Write out each entry again. Keep every word exactly as it is.
___ Material supplied ___
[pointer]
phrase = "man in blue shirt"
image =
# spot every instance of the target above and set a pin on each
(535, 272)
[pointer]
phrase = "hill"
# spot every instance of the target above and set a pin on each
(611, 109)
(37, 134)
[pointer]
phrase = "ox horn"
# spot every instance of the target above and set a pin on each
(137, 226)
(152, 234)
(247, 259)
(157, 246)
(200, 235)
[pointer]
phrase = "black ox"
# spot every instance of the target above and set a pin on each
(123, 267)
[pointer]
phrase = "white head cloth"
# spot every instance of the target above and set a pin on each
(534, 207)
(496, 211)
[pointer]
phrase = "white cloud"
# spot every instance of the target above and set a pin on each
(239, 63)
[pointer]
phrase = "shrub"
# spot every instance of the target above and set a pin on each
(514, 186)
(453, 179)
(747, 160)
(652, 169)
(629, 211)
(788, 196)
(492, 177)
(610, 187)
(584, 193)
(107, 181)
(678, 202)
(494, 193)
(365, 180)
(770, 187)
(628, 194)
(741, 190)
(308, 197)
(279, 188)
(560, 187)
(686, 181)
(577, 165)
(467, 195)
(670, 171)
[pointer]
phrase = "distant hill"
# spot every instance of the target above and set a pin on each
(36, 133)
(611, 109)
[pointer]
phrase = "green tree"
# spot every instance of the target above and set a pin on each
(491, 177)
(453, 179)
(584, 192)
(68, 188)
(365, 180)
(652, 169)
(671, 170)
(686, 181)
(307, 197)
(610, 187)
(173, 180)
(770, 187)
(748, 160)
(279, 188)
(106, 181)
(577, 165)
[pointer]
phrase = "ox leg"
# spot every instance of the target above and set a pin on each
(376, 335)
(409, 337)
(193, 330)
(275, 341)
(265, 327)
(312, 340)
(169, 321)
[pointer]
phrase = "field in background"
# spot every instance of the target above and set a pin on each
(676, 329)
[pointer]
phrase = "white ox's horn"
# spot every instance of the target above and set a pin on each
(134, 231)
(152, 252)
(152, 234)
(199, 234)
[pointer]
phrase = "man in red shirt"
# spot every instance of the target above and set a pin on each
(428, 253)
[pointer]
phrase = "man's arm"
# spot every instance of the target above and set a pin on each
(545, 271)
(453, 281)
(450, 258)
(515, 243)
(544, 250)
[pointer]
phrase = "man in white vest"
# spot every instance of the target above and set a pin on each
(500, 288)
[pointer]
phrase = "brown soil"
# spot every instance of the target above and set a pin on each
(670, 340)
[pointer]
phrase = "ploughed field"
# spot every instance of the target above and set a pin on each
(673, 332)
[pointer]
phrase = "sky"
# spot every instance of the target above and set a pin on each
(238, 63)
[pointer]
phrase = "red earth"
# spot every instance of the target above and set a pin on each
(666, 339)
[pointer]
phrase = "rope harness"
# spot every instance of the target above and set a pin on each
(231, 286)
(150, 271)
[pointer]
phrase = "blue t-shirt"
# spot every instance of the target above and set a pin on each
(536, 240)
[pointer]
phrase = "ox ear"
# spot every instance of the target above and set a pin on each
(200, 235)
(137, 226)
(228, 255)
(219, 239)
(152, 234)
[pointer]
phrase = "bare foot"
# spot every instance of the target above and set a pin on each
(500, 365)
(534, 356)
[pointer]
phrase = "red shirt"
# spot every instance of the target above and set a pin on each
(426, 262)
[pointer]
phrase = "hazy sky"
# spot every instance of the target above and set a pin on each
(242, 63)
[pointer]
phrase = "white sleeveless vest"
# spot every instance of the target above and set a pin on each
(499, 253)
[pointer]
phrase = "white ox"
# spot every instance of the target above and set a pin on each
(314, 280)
___
--- Exercise response ---
[pointer]
phrase = "man in blue shirt"
image =
# spot every instance of the target above and set a pin on each
(535, 272)
[pointer]
phrase = "hill"
# spot every instance of the target above and set a pin on each
(611, 109)
(37, 134)
[pointer]
phrase = "ox horn"
# spot every instance of the target above and set a pin on each
(137, 226)
(152, 234)
(247, 259)
(157, 246)
(200, 235)
[pointer]
phrase = "black ox"
# spot every instance of the target above and set a pin on each
(123, 267)
[pointer]
phrase = "white head cloth"
# spot every instance of the target above and set a pin on each
(534, 207)
(496, 211)
[pointer]
phrase = "white cloud"
# spot every instance of the target above and set a pin on each
(239, 63)
[pointer]
phrase = "shrub"
# spot every instance of the target above and set a pin on each
(514, 186)
(453, 179)
(747, 160)
(652, 169)
(629, 211)
(788, 196)
(492, 177)
(610, 187)
(584, 193)
(107, 181)
(678, 202)
(494, 193)
(365, 180)
(770, 187)
(628, 194)
(741, 190)
(308, 197)
(279, 188)
(560, 187)
(686, 181)
(577, 165)
(467, 195)
(670, 171)
[pointer]
phrase = "distant hill"
# spot every instance of the target above and set a pin on each
(36, 133)
(611, 109)
[pointer]
phrase = "green tree"
# spot every instance of the target above and set a pin on each
(491, 177)
(453, 179)
(584, 192)
(68, 188)
(365, 180)
(652, 169)
(671, 170)
(686, 181)
(307, 197)
(610, 187)
(173, 180)
(770, 187)
(748, 160)
(279, 188)
(106, 181)
(577, 165)
[pointer]
phrase = "ox leg"
# spot every instance of the target above and set a pin on each
(376, 335)
(409, 337)
(193, 330)
(275, 341)
(265, 327)
(312, 340)
(169, 321)
[pointer]
phrase = "field in background"
# spot every instance of the target above and set a pin on each
(676, 329)
[pointer]
phrase = "white ox's horn"
# spot every instance of the target above and set a pin on each
(134, 231)
(152, 252)
(152, 234)
(199, 234)
[pointer]
phrase = "man in red shirt"
# spot every instance of the target above and set a pin on each
(428, 253)
[pointer]
phrase = "man's arm"
# spot every instance of the target above and set a pin on each
(545, 271)
(453, 281)
(450, 258)
(515, 243)
(544, 250)
[pointer]
phrase = "man in white vest"
# spot every instance of the target above and set a pin on each
(500, 288)
[pointer]
phrase = "brown soil"
# spot every instance of the target above and set a pin on each
(670, 340)
[pointer]
phrase = "ploughed field"
# spot every instance of the target above and set a pin on each
(673, 332)
[pointer]
phrase = "sky"
# spot every instance of the target above and set a pin on each
(238, 63)
[pointer]
phrase = "red earth"
# spot every instance of the target above and set a pin on each
(666, 339)
[pointer]
phrase = "rope harness"
# spot every instance of the target above and set a pin on each
(231, 286)
(150, 271)
[pointer]
phrase = "blue t-shirt"
# spot every instance of the target above and set a pin on each
(536, 240)
[pointer]
phrase = "ox ear"
# spot every instance of the target above and set a pin on each
(200, 235)
(137, 226)
(228, 255)
(219, 239)
(152, 234)
[pointer]
phrase = "bare foot"
# spot every instance of the target above and set a pin on each
(500, 365)
(534, 356)
[pointer]
phrase = "red shirt"
# spot every instance of the target above and set a pin on each
(426, 262)
[pointer]
phrase = "hazy sky"
# spot every instance of the target above and set a pin on each
(242, 63)
[pointer]
phrase = "white sleeveless vest"
# spot every instance of the target above and set a pin on each
(499, 253)
[pointer]
phrase = "white ox"
# spot every instance of the target above and set a pin on each
(314, 280)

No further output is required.